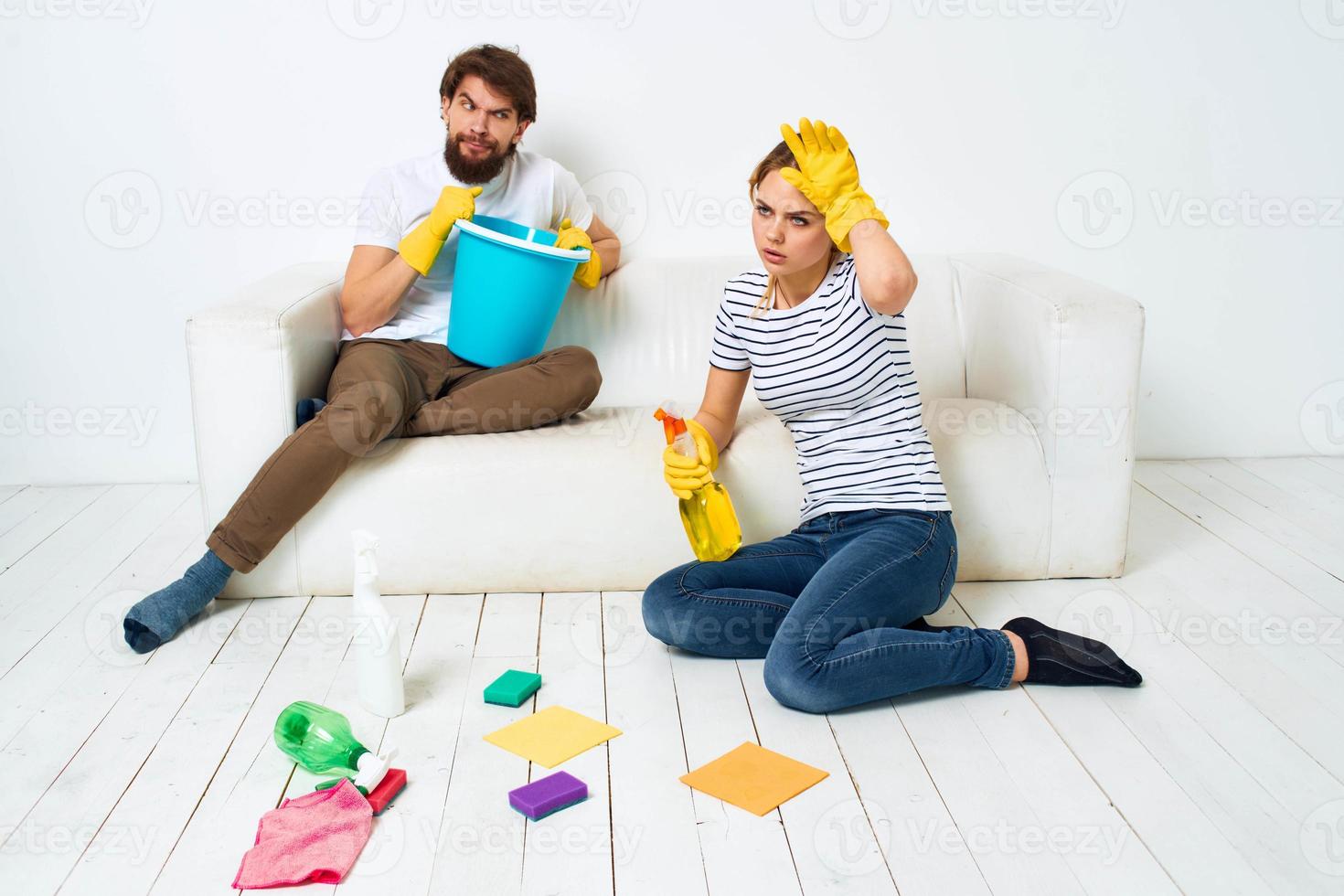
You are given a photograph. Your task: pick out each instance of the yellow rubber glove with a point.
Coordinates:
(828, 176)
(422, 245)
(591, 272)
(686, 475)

★ ★ ★

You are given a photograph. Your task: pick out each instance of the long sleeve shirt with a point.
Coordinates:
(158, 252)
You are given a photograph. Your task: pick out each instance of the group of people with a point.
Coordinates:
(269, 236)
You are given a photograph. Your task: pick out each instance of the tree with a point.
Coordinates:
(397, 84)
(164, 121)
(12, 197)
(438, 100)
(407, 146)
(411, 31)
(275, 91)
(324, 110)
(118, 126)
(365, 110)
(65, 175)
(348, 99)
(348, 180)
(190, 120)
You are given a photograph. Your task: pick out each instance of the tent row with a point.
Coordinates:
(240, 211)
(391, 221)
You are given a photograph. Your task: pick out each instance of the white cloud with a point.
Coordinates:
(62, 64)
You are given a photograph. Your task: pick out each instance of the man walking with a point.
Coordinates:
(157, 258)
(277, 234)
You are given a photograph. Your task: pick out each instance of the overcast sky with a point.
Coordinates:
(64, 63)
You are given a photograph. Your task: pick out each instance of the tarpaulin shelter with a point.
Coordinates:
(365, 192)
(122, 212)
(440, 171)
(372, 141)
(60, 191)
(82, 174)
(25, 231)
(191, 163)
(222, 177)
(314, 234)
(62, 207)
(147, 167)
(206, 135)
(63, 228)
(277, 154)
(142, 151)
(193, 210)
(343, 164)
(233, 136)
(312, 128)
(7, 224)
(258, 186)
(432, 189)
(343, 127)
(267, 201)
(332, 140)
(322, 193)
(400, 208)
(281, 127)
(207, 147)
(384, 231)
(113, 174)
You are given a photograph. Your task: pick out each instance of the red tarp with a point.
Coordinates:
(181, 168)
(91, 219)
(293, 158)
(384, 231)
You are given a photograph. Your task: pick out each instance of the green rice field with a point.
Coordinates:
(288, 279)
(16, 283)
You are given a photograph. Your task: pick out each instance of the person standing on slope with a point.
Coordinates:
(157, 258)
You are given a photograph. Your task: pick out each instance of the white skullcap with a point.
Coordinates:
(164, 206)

★ ★ ★

■ **DESCRIPTION OF THE TASK**: Tally how many of the lines above contain the string "white", matching case exactly, and reply with only that number.

■ **OUTPUT BELOW**: 2